** START OF Quoted text **

Blue Front is important—not only for its creative and visual lyricism, but for its truer reckoning of American history.

Taylor, Mervyn. Gone Away (Junction Press, 2006) is a collection of poems that focuses on the cultural tension of islanders who leave their birthplace to come live in the United States. Taylor, whose first home was Trinidad, produces affectionate portraits of friends and family members, and the choices they face. Like Collins and Trethewey, he also examines broader race issues, such as Amadou Diallo in “A Well-Bred Woman,” or Iraq war in “Entering the City.” In “Hard of Hearing”, his heart is back home:

They tell me it’s raining hard
in the island now. This is good,
you would think, after such a dry spell,
people would stand and drink.

But they complain it’s too much,
umbrellas are useless, shoes are soaked,
and there’s not enough camphor
to still the wheezing.

And when the sun comes out
so hot it scorches the skin it
plays a crazy song
on the galvanize.

** END OF Quoted text **

What you have to do »
Answer these questions using the poetry review:
(a) Which press published Gone Away, and in what year?
(b) In which poem does Taylor take up Amadou Diallo?
(c) In the lines from "Hard of Hearing," what is said to be useless?
The entries that follow are separate material, unrelated to the poetry review.

** START OF Data excerpts **

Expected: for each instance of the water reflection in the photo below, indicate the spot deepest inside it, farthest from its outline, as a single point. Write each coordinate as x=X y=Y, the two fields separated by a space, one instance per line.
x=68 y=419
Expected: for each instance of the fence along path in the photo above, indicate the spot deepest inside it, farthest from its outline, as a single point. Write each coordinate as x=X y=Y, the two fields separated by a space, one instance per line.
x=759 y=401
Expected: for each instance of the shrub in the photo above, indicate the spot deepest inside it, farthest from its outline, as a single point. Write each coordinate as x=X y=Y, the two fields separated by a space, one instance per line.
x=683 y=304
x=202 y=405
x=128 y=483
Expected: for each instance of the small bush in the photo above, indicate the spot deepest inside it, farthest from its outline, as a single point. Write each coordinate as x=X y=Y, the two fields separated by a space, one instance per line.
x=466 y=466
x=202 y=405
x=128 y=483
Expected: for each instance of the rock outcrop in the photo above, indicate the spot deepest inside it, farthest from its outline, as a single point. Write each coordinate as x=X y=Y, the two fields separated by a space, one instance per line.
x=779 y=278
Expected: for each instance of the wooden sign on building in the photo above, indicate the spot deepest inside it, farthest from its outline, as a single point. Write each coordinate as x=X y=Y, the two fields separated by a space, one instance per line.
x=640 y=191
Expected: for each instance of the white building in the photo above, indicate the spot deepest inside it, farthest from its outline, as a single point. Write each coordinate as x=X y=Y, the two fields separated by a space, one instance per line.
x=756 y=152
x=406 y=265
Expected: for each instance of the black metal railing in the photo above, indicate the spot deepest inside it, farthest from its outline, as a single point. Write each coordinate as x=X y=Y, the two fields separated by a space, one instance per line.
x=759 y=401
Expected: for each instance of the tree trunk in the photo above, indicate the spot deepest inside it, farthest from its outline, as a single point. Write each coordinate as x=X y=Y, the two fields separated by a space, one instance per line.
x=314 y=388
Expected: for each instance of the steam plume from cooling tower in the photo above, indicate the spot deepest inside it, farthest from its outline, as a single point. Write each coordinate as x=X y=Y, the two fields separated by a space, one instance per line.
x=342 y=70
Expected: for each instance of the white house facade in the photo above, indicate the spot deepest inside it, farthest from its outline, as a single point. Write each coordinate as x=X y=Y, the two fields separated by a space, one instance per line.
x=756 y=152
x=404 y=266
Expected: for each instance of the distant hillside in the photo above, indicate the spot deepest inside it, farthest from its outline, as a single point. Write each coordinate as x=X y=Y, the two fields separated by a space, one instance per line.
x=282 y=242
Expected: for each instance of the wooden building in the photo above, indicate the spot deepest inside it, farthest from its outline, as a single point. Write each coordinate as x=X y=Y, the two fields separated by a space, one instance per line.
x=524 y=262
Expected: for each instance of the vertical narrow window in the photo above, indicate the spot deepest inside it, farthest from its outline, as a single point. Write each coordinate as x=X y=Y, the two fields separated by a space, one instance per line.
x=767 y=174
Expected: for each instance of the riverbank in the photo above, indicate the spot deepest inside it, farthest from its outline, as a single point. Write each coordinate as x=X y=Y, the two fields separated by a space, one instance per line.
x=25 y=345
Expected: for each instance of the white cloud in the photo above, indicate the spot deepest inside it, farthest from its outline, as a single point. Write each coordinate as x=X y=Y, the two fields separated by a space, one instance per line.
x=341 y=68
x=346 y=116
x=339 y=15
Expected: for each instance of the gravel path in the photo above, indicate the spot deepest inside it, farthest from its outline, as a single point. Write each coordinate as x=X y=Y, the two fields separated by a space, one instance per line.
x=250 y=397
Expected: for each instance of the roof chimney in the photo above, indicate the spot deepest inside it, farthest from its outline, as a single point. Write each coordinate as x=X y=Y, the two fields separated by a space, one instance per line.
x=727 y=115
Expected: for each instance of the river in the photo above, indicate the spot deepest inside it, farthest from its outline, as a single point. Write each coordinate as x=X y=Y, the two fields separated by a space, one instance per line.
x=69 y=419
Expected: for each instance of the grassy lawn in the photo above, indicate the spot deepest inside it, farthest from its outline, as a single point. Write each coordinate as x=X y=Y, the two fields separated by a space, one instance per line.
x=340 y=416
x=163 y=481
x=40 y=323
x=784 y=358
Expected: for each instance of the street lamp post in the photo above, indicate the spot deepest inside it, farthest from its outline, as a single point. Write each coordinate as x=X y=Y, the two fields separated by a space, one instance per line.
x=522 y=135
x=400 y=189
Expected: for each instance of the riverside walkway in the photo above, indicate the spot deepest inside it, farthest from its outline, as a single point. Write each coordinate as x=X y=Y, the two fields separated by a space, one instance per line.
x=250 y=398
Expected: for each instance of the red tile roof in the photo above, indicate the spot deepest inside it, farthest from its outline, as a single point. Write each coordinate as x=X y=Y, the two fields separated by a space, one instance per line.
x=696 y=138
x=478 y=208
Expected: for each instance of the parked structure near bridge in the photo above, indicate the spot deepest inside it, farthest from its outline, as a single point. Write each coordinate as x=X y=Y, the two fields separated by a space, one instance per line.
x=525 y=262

** END OF Data excerpts **
** START OF Data excerpts **

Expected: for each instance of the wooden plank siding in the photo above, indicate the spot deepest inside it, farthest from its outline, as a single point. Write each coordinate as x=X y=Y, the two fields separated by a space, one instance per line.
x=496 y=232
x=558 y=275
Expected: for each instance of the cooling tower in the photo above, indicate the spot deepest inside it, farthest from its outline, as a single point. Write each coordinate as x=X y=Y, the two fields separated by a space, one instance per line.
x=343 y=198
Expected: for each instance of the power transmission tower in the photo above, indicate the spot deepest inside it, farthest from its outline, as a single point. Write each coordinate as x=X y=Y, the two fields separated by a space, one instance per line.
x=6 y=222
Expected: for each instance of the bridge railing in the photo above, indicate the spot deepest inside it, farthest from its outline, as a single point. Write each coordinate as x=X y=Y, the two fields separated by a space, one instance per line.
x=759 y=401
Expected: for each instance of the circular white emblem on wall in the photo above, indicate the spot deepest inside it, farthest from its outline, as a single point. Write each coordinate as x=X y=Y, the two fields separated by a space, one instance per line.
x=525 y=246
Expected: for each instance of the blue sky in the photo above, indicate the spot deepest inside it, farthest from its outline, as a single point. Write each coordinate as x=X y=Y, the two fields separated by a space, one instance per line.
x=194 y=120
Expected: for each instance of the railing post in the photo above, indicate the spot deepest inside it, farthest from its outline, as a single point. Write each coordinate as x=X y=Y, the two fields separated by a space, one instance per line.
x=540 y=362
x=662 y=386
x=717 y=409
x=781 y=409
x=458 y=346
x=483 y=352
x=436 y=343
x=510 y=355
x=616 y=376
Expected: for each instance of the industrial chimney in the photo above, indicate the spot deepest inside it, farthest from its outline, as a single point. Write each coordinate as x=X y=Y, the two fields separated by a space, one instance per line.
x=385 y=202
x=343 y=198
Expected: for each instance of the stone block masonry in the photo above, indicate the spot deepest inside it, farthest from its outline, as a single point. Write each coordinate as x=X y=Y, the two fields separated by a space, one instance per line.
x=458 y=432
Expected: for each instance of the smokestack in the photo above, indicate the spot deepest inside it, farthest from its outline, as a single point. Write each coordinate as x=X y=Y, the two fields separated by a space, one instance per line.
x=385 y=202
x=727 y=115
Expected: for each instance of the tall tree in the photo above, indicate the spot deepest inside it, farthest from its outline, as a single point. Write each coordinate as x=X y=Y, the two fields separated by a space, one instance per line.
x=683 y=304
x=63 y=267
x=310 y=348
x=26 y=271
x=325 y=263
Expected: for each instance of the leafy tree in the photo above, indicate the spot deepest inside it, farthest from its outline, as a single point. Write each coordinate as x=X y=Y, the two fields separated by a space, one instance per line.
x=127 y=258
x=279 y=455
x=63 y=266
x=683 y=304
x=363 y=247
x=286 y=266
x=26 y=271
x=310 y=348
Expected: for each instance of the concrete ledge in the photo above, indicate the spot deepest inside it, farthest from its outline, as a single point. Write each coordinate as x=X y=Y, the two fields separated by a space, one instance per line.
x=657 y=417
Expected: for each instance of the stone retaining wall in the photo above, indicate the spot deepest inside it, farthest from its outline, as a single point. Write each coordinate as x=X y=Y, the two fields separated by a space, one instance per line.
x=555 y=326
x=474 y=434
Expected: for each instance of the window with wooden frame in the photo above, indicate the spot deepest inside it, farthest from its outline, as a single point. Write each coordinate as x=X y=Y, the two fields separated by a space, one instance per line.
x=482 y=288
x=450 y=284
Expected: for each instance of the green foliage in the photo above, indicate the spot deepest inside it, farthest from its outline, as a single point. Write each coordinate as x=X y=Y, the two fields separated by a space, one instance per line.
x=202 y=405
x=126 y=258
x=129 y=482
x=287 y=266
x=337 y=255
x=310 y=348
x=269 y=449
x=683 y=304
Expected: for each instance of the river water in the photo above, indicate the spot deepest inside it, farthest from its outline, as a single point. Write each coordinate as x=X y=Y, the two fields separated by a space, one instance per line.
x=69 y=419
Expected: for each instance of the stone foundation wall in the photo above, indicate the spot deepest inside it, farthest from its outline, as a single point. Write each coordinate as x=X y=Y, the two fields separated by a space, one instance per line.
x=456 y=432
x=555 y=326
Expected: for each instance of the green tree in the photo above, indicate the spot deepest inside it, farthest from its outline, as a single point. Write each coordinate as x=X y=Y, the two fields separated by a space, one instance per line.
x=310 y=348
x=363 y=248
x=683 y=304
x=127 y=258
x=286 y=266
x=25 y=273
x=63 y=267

** END OF Data excerpts **

Solution for this task »
(a) Junction Press, 2006
(b) "A Well-Bred Woman"
(c) Umbrellas